Document source:
-.-.-

LA SANTE EN LIBRAIRIE
A priori, l'exercice auquel Loïc Capron, professeur à l'université Pierre-et-Marie-Curie et chef du service de médecine interne, s'est livré pour les lecteurs de « la Revue du praticien » depuis 1988, n'est pas précisément hilarant. Il s'agit en effet d'arracher aux mots médicaux leurs secrets étymologiques, de retracer leur histoire, pour mieux en discuter l'orthographe et l'usage, le tout sans se priver des lumières de la science médicale actuelle.
A coup sûr, l'œsophage ou la saphène, l'anévrisme ou l'alopécie, la syphilis ou l'hyperidrose, la dépression ou le sphacèle méritent, comme tant d'autres termes utilisés en médecine, tout l'intérêt du décortiqueur de mots. Celui-ci, armé d'une petite cinquantaine de livres parmi lesquels dominent les dictionnaires, ainsi que de la collection complète des revues médicales parmi les plus prestigieuses, nous fait découvrir ou redécouvrir les merveilles de la langue grecque : que de vicissitudes n'ont pas subi le iota et l'upsilon grecs, au grand dam de mots comme hyperidrose, xiphoïde ou anévrisme, souvent gratifiés à tort d'un y. Le mot œsophage devient limpide, lorsqu'on apprend qu'il signifie, n'en déplaise au dictionnaire d'Oxford chicaneur, « qui porte ce qu'on mange », tandis que le symptôme, ce mot qui est « toute la raison d'être de la médecine », se cherche du côté du hasard et de la malchance grecs, avant de se trouver dans le « signe, accident, ou révolution qui arrive dans une maladie » avec Furetière.

-.-.-

Entrées de données enregistrées:
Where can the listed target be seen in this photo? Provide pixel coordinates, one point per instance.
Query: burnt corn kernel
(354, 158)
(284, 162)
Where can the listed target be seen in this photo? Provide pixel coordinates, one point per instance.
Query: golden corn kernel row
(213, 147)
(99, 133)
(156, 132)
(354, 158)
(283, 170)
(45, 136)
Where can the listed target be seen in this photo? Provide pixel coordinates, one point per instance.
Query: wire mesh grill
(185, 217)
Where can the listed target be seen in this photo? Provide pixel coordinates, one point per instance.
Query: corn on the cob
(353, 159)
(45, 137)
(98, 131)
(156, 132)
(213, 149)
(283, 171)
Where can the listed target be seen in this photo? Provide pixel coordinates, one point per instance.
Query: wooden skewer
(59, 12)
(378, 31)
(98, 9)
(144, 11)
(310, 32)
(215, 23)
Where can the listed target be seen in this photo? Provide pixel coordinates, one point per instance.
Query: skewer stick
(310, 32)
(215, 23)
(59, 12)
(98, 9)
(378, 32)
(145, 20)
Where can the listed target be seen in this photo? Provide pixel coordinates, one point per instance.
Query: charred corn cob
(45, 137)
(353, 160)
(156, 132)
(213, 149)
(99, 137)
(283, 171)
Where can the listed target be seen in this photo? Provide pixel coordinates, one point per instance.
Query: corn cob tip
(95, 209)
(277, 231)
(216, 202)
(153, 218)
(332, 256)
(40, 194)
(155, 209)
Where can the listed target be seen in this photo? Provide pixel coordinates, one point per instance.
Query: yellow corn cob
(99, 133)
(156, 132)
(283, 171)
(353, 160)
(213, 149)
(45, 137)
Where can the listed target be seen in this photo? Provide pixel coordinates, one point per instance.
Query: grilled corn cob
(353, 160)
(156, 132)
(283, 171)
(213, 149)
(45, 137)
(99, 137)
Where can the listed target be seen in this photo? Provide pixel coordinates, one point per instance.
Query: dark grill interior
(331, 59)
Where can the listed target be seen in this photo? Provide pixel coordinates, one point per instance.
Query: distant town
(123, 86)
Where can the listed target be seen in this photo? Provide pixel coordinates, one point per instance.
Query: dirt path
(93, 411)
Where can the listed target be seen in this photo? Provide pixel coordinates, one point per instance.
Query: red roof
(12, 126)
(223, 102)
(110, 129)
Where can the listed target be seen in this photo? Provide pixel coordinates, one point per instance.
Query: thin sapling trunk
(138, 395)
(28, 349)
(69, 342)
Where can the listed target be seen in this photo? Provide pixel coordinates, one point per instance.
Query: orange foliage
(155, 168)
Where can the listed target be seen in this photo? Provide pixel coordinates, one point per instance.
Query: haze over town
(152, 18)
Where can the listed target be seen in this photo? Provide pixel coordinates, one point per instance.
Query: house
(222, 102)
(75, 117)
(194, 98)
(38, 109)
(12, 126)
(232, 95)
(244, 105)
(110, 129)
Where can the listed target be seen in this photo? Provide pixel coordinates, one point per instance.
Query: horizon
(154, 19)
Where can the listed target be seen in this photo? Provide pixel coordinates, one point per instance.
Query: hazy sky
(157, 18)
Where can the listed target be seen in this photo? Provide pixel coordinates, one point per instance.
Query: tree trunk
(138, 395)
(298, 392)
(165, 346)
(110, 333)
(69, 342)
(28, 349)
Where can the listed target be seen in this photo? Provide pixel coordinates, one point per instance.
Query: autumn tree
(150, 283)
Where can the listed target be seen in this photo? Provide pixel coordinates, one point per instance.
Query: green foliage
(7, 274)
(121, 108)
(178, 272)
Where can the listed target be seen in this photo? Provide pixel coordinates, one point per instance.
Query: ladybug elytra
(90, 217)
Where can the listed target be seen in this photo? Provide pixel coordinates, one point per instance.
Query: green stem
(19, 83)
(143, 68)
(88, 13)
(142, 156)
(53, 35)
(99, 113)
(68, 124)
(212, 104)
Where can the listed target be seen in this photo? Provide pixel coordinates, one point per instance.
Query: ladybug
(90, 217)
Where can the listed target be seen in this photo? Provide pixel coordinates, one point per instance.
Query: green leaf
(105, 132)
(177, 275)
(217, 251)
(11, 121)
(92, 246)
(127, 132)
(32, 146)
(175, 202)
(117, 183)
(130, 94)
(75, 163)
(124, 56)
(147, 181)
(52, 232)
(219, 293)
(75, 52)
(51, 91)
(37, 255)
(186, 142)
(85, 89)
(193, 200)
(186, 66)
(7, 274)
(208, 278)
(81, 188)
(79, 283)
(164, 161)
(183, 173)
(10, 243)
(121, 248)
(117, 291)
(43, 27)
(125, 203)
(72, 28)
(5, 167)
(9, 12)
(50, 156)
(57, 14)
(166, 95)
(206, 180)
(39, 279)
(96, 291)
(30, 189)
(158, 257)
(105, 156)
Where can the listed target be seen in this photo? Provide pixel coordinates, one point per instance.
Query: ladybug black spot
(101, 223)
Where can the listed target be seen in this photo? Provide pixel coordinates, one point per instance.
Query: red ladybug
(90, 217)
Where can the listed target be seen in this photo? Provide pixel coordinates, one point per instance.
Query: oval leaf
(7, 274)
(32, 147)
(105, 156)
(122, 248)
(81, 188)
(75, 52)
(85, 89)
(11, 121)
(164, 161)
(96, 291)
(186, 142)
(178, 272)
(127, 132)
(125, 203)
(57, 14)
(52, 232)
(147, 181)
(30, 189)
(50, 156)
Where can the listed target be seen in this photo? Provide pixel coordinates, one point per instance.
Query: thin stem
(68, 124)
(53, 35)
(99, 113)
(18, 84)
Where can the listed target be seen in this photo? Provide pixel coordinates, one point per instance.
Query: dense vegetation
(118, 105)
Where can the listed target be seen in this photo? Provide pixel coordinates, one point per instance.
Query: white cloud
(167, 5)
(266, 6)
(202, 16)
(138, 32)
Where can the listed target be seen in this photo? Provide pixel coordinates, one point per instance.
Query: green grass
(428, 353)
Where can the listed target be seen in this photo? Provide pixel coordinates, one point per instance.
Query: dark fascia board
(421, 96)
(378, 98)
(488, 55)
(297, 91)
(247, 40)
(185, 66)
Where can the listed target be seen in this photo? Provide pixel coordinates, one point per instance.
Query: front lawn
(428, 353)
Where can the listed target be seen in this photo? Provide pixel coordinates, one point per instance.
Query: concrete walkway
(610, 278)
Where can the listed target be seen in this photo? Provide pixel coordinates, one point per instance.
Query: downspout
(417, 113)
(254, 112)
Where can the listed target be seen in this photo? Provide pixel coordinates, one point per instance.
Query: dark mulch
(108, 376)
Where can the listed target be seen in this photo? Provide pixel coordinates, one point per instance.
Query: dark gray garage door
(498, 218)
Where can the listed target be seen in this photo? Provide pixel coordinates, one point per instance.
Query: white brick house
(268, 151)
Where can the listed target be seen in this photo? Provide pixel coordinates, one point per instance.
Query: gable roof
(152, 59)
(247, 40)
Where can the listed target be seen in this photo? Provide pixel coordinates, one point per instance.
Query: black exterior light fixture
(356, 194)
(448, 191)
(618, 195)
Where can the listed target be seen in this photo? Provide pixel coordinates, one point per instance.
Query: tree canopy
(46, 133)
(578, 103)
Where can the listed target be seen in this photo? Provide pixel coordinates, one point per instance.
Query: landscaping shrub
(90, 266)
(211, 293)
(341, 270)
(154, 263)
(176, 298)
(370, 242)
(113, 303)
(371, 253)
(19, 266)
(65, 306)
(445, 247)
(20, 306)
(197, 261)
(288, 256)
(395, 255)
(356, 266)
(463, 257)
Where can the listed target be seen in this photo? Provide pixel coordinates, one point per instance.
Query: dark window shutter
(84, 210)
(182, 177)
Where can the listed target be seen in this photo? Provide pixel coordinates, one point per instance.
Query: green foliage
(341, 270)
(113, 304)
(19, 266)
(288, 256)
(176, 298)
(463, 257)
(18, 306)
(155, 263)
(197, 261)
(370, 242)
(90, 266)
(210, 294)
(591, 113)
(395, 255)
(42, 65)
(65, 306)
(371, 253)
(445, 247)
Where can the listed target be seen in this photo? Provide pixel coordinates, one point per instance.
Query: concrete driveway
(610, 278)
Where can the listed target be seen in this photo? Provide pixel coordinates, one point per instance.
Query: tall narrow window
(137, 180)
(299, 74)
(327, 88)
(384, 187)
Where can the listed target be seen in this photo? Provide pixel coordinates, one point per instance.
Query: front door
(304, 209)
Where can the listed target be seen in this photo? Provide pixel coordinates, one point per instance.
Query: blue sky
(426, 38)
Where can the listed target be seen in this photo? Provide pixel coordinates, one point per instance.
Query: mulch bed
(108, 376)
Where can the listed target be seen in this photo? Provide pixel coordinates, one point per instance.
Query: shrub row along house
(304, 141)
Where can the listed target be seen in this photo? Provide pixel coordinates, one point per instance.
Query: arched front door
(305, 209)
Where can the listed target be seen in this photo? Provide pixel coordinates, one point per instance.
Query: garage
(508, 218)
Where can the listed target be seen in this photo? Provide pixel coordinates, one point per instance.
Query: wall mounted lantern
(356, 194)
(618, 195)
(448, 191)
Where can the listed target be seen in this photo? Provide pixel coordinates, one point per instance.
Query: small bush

-.-.-

Tâche à réaliser A: D'après l'article « La santé en librairie », depuis quelle année Loïc Capron se livre-t-il à cet exercice pour les lecteurs de « la Revue du praticien » ?
Tâche à réaliser B: Recopiez tout le passage de l'article « La santé en librairie » allant de « LA SANTE EN » jusqu'à « science médicale actuelle. », en substituant « médecine générale » à « médecine interne ».

Votre solution A: Depuis 1988.

Votre solution B:
LA SANTE EN LIBRAIRIE
A priori, l'exercice auquel Loïc Capron, professeur à l'université Pierre-et-Marie-Curie et chef du service de médecine générale, s'est livré pour les lecteurs de « la Revue du praticien » depuis 1988, n'est pas précisément hilarant. Il s'agit en effet d'arracher aux mots médicaux leurs secrets étymologiques, de retracer leur histoire, pour mieux en discuter l'orthographe et l'usage, le tout sans se priver des lumières de la science médicale actuelle.